▸ **What to work on**:
Copy out the entries below exactly as they stand, but only from the line containing "31L112 35L119 37L120" through the line containing "box: [5, 262, 249, 330]".

[Start of section]

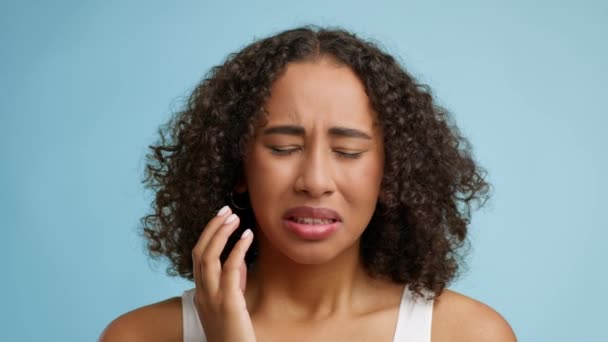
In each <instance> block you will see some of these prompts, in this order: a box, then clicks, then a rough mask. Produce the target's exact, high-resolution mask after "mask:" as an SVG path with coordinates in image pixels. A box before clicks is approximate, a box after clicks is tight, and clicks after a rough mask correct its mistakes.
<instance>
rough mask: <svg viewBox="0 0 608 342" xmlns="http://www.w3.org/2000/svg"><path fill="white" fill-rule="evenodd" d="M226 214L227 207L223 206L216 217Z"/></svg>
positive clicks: (226, 206)
mask: <svg viewBox="0 0 608 342" xmlns="http://www.w3.org/2000/svg"><path fill="white" fill-rule="evenodd" d="M226 212H228V206H227V205H225V206H223V207H222V209H220V211H218V212H217V216H222V215H224V214H225V213H226Z"/></svg>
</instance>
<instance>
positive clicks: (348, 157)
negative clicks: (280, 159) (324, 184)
mask: <svg viewBox="0 0 608 342" xmlns="http://www.w3.org/2000/svg"><path fill="white" fill-rule="evenodd" d="M268 148H269V149H270V152H271V153H272V154H274V155H279V156H288V155H291V154H293V153H295V152H298V151H300V150H301V148H300V147H296V148H277V147H272V146H269V147H268ZM334 152H335V153H336V154H337V155H338V156H339V157H340V158H348V159H357V158H360V157H361V156H362V155H363V152H344V151H340V150H334Z"/></svg>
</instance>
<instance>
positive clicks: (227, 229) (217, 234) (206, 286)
mask: <svg viewBox="0 0 608 342" xmlns="http://www.w3.org/2000/svg"><path fill="white" fill-rule="evenodd" d="M239 223H240V220H239V217H238V216H237V215H236V214H230V216H228V217H227V218H226V221H225V222H224V224H223V225H222V226H221V227H220V228H219V229H218V230H217V231H216V232H215V235H213V236H212V237H211V241H209V244H208V245H207V248H205V250H204V251H203V256H202V258H201V263H202V281H203V284H204V285H203V286H204V287H205V288H206V289H207V290H208V291H209V292H211V293H215V292H217V290H218V289H219V286H220V277H221V274H222V264H221V261H220V255H221V253H222V251H223V250H224V247H226V243H227V242H228V238H229V237H230V234H232V233H233V232H234V231H235V230H236V228H237V227H238V226H239Z"/></svg>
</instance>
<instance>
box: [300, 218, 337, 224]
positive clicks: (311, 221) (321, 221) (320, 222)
mask: <svg viewBox="0 0 608 342" xmlns="http://www.w3.org/2000/svg"><path fill="white" fill-rule="evenodd" d="M292 220H294V221H295V222H298V223H303V224H329V223H332V222H334V220H332V219H317V218H310V217H293V218H292Z"/></svg>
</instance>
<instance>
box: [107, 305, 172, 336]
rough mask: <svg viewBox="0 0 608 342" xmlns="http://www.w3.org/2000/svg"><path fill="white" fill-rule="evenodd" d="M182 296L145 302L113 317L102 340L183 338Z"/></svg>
mask: <svg viewBox="0 0 608 342" xmlns="http://www.w3.org/2000/svg"><path fill="white" fill-rule="evenodd" d="M182 338H183V336H182V304H181V298H180V297H173V298H169V299H167V300H164V301H161V302H158V303H154V304H150V305H146V306H144V307H141V308H138V309H135V310H133V311H130V312H127V313H125V314H123V315H121V316H119V317H118V318H116V319H114V320H113V321H112V322H110V324H108V326H107V327H106V328H105V329H104V331H103V332H102V333H101V336H100V337H99V342H122V341H133V342H139V341H175V342H181V341H182Z"/></svg>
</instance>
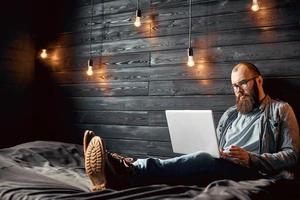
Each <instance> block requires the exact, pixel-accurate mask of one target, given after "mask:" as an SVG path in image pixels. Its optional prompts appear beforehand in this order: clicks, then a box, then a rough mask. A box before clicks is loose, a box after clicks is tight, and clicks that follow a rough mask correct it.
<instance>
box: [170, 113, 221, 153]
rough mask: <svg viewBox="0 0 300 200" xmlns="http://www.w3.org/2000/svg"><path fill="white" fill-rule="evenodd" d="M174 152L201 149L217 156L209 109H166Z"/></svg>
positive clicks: (214, 134)
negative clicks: (190, 109)
mask: <svg viewBox="0 0 300 200" xmlns="http://www.w3.org/2000/svg"><path fill="white" fill-rule="evenodd" d="M166 117H167V122H168V128H169V133H170V137H171V143H172V148H173V151H174V152H175V153H182V154H188V153H193V152H198V151H203V152H207V153H209V154H211V155H212V156H213V157H216V158H219V157H220V153H219V147H218V142H217V136H216V130H215V125H214V118H213V113H212V111H211V110H166Z"/></svg>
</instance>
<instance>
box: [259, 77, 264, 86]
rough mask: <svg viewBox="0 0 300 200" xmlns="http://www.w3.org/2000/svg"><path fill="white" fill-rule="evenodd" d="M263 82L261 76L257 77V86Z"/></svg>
mask: <svg viewBox="0 0 300 200" xmlns="http://www.w3.org/2000/svg"><path fill="white" fill-rule="evenodd" d="M263 82H264V80H263V78H262V76H259V77H258V84H259V85H262V84H263Z"/></svg>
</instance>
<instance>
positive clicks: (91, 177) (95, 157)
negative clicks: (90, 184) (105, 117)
mask: <svg viewBox="0 0 300 200" xmlns="http://www.w3.org/2000/svg"><path fill="white" fill-rule="evenodd" d="M106 162H107V157H106V150H105V147H104V143H103V141H102V139H101V138H100V137H98V136H94V137H93V138H92V139H91V141H90V142H89V145H88V147H87V149H86V153H85V170H86V173H87V175H88V176H89V178H90V180H91V182H92V184H93V187H92V191H99V190H103V189H106V186H107V185H106V184H107V181H106V180H107V179H106V174H105V167H106Z"/></svg>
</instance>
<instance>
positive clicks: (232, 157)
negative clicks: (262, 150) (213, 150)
mask: <svg viewBox="0 0 300 200" xmlns="http://www.w3.org/2000/svg"><path fill="white" fill-rule="evenodd" d="M220 154H221V157H222V158H225V159H226V158H229V159H230V160H232V161H233V162H235V163H237V164H240V165H243V166H245V167H249V161H250V156H249V153H248V151H246V150H245V149H243V148H241V147H238V146H234V145H232V146H230V148H229V150H228V151H226V152H224V150H223V149H222V150H220ZM231 158H232V159H231Z"/></svg>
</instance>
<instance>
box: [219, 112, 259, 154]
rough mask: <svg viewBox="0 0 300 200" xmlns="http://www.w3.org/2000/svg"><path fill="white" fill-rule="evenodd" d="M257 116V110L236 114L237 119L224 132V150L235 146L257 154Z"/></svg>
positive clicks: (258, 144)
mask: <svg viewBox="0 0 300 200" xmlns="http://www.w3.org/2000/svg"><path fill="white" fill-rule="evenodd" d="M259 116H260V110H259V109H255V110H254V111H252V112H250V113H248V114H241V113H238V116H237V118H236V119H235V120H234V121H233V122H232V124H231V126H230V127H229V128H228V129H227V131H226V135H225V141H226V142H225V145H224V149H227V148H228V149H229V148H230V146H231V145H235V146H239V147H241V148H243V149H245V150H246V151H249V152H253V153H259V132H260V124H259V120H260V117H259Z"/></svg>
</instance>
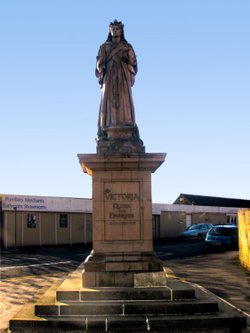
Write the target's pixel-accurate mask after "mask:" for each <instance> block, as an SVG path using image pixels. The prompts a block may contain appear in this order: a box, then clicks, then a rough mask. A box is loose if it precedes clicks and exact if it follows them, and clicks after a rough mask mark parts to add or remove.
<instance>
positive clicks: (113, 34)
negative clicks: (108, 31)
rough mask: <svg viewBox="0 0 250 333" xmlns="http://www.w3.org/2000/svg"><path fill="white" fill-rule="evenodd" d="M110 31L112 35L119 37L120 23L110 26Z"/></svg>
mask: <svg viewBox="0 0 250 333" xmlns="http://www.w3.org/2000/svg"><path fill="white" fill-rule="evenodd" d="M110 33H111V36H112V37H121V35H122V29H121V26H120V25H113V26H111V27H110Z"/></svg>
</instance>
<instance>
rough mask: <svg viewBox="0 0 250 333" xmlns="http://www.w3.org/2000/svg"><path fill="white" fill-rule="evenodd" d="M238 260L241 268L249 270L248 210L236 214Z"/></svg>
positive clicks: (249, 266) (249, 257)
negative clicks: (239, 260)
mask: <svg viewBox="0 0 250 333" xmlns="http://www.w3.org/2000/svg"><path fill="white" fill-rule="evenodd" d="M238 227H239V258H240V262H241V264H242V266H244V267H246V268H247V269H249V270H250V209H244V210H240V211H239V213H238Z"/></svg>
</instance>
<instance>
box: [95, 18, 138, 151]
mask: <svg viewBox="0 0 250 333" xmlns="http://www.w3.org/2000/svg"><path fill="white" fill-rule="evenodd" d="M123 27H124V26H123V24H122V22H118V21H117V20H115V21H113V22H111V23H110V25H109V34H108V38H107V40H106V42H105V43H104V44H102V45H101V46H100V48H99V52H98V55H97V61H96V70H95V73H96V77H97V78H98V82H99V84H100V86H101V103H100V110H99V119H98V132H97V142H100V141H106V140H120V141H121V140H126V141H128V140H129V141H133V142H136V144H137V145H138V143H139V145H142V141H141V140H140V139H139V133H138V128H137V126H136V122H135V111H134V104H133V98H132V89H131V87H132V86H133V84H134V82H135V75H136V73H137V60H136V55H135V52H134V49H133V47H132V45H130V44H129V43H128V42H127V41H126V39H125V37H124V30H123Z"/></svg>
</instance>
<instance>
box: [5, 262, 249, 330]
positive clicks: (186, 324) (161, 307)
mask: <svg viewBox="0 0 250 333" xmlns="http://www.w3.org/2000/svg"><path fill="white" fill-rule="evenodd" d="M81 269H82V267H79V269H77V271H75V272H74V273H72V274H70V275H69V276H68V278H67V279H66V280H64V282H63V283H62V284H61V285H60V286H59V287H58V286H57V287H55V286H52V287H51V289H50V290H48V292H47V293H46V294H45V295H44V296H43V297H42V298H41V299H40V300H39V301H38V302H37V303H36V304H27V305H25V307H24V308H23V309H22V310H21V311H20V312H19V313H18V314H17V315H16V316H15V317H14V318H12V319H11V320H10V330H11V332H12V333H23V332H25V333H34V332H36V333H47V332H51V333H59V332H60V333H62V332H65V333H66V332H71V333H82V332H90V333H102V332H103V333H104V332H113V333H117V332H123V333H138V332H141V333H146V332H148V331H150V332H152V333H159V332H168V333H180V332H182V333H191V332H192V333H195V332H199V333H208V332H209V333H242V332H244V329H245V328H246V318H245V317H244V316H243V315H241V314H239V313H238V312H237V311H235V309H233V308H232V307H230V306H229V305H227V304H224V303H222V302H221V301H219V300H218V298H215V297H214V295H212V294H211V293H209V292H208V291H203V289H201V288H198V287H195V286H191V285H190V284H189V283H187V282H183V281H180V280H179V279H173V278H167V277H165V280H166V285H165V287H147V288H143V287H139V288H130V287H124V288H122V287H120V288H108V287H105V288H82V286H81Z"/></svg>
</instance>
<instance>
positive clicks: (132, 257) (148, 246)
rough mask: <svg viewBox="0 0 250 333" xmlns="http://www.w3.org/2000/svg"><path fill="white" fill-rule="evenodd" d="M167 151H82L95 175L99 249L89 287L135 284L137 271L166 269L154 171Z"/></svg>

[End of section]

▸ **Task result**:
rough mask: <svg viewBox="0 0 250 333" xmlns="http://www.w3.org/2000/svg"><path fill="white" fill-rule="evenodd" d="M110 31L112 35L119 37L120 23L110 26Z"/></svg>
mask: <svg viewBox="0 0 250 333" xmlns="http://www.w3.org/2000/svg"><path fill="white" fill-rule="evenodd" d="M110 33H111V36H112V37H121V35H122V29H121V26H120V25H113V26H111V27H110Z"/></svg>
</instance>
<instance>
rough mask: <svg viewBox="0 0 250 333" xmlns="http://www.w3.org/2000/svg"><path fill="white" fill-rule="evenodd" d="M238 260L241 268L249 270L248 210L236 214Z"/></svg>
positive clicks: (249, 266) (249, 257)
negative clicks: (239, 260)
mask: <svg viewBox="0 0 250 333" xmlns="http://www.w3.org/2000/svg"><path fill="white" fill-rule="evenodd" d="M238 227H239V258H240V262H241V264H242V266H244V267H246V268H247V269H249V270H250V209H244V210H240V211H239V213H238Z"/></svg>
</instance>
<instance>
box: [95, 18, 138, 151]
mask: <svg viewBox="0 0 250 333" xmlns="http://www.w3.org/2000/svg"><path fill="white" fill-rule="evenodd" d="M123 27H124V26H123V24H122V22H118V21H117V20H115V21H113V22H111V23H110V25H109V34H108V38H107V40H106V42H105V43H104V44H102V45H101V46H100V48H99V52H98V55H97V61H96V70H95V73H96V77H97V78H98V82H99V84H100V86H101V103H100V110H99V119H98V132H97V142H100V141H106V140H120V141H121V140H126V141H128V140H129V141H133V142H136V144H137V145H138V143H139V145H142V141H141V140H140V139H139V133H138V128H137V126H136V122H135V111H134V104H133V98H132V89H131V87H132V86H133V84H134V82H135V75H136V73H137V60H136V55H135V52H134V49H133V47H132V45H130V44H129V43H128V42H127V41H126V39H125V37H124V30H123Z"/></svg>
</instance>
<instance>
box: [5, 262, 249, 330]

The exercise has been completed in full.